** Data shown **

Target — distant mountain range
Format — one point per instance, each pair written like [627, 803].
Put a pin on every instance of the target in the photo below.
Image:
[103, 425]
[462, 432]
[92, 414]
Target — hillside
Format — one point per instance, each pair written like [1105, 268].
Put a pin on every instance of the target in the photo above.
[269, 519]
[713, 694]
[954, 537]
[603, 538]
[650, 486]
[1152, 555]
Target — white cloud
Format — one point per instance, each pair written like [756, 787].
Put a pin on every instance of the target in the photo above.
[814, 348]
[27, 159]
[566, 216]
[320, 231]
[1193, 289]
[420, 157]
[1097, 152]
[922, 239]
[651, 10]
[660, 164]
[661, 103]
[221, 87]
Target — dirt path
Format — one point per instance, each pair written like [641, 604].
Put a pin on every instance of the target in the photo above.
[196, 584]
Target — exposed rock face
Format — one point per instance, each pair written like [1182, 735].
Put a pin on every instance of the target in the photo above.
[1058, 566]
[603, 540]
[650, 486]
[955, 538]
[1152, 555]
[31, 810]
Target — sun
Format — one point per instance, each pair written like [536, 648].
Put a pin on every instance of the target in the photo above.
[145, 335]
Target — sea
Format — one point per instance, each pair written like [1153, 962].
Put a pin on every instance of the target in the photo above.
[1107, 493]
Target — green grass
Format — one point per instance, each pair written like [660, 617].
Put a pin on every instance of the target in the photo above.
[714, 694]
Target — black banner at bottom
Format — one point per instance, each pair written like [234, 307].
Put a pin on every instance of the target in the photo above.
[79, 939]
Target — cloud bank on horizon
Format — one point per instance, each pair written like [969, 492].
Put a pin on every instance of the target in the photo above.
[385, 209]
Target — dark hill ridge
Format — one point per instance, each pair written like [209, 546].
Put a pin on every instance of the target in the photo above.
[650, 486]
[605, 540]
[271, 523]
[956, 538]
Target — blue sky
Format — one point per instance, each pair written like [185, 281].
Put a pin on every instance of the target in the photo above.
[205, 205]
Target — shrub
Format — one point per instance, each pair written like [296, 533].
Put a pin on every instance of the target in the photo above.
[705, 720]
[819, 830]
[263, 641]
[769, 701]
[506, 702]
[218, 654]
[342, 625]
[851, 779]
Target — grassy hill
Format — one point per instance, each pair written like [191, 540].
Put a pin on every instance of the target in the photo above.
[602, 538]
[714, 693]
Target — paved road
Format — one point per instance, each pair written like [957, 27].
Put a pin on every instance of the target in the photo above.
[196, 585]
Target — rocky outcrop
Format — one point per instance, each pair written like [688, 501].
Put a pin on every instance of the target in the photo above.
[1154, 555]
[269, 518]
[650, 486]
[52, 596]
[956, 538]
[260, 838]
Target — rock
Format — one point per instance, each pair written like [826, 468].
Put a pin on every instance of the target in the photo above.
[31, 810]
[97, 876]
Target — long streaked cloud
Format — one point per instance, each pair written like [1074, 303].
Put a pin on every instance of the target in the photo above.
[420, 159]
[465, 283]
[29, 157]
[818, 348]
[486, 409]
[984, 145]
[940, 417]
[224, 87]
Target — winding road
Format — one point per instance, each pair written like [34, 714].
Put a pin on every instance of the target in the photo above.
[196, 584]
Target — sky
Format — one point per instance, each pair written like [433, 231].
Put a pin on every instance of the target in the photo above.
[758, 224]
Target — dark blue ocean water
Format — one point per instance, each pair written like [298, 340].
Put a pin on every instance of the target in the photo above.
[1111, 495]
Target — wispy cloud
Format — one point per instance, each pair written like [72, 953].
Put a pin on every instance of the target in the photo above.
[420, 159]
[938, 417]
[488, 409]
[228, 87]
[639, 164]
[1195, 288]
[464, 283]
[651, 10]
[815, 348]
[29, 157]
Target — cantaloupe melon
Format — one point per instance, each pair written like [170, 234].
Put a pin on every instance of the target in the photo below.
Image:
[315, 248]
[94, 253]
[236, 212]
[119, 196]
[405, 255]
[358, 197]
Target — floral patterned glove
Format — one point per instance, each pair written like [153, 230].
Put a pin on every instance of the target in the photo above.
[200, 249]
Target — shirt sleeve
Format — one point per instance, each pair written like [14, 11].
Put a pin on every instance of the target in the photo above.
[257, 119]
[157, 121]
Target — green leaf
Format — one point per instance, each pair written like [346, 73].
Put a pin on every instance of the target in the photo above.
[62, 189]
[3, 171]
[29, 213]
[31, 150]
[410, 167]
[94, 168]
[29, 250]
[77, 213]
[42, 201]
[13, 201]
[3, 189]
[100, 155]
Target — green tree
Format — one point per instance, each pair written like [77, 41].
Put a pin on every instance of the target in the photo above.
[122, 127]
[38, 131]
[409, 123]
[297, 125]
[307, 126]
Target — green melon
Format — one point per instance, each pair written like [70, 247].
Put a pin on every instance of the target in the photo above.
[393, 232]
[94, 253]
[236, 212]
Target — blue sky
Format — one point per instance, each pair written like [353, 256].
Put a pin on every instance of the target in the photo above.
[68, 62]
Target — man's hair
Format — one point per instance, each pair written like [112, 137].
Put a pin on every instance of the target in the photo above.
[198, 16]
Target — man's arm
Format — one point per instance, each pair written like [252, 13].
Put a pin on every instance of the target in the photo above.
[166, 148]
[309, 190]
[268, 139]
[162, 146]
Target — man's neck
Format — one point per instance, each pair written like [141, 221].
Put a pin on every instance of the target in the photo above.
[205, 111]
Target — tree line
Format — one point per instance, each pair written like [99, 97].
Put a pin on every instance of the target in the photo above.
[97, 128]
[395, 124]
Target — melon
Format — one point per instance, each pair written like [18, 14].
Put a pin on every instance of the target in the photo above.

** Task description **
Every line from the one containing "Target — floral patterned glove" through the end of the data must be repeated exactly, and no other line.

** Written response **
Target — floral patterned glove
Format — one point per instance, each pair written like [153, 230].
Put a pin on every instance of the target in the photo above.
[200, 249]
Target — shirt sleeve
Format — one point per instance, each pair written like [14, 11].
Put a pin on every instance of the target in the photo above.
[257, 119]
[157, 121]
Target — green leaf
Format — one point per instance, each pair written like [346, 73].
Put a pin on every instance of the target in the photo above.
[62, 189]
[3, 171]
[29, 213]
[31, 150]
[410, 167]
[94, 168]
[29, 250]
[77, 213]
[42, 201]
[13, 201]
[3, 189]
[100, 155]
Target — green tree
Format — one point per instance, each pair written like [77, 41].
Put a pin on every instance of the target in the photo above.
[122, 127]
[38, 131]
[409, 123]
[297, 125]
[307, 126]
Target — green melon
Format — one point per instance, each pair written like [70, 247].
Put a pin on every instance of the target in the photo above.
[393, 232]
[94, 253]
[236, 212]
Target — blue sky
Format — one point per instance, each pair written like [353, 256].
Put a pin on every instance of the target in the photo above.
[68, 62]
Target — man's hair
Format — one point per instance, each pair written like [112, 137].
Put a pin on every instance of the target in the photo above.
[198, 16]
Target — man's arm
Format — one point per instance, each pair written like [252, 13].
Put a pin on every instance of the target in the photo above.
[166, 148]
[309, 190]
[268, 139]
[162, 146]
Target — man's neck
Format — one point per instance, each pair written like [141, 221].
Put a pin on every instance of the target in the photo above.
[205, 111]
Target — tree line
Format — one point per instance, each pair written like [99, 97].
Put a pin on every instance of the target in the photo above.
[97, 128]
[395, 124]
Target — melon
Format — one point per instance, each pair written like [18, 14].
Put a pin on every instance of the target in the photo above.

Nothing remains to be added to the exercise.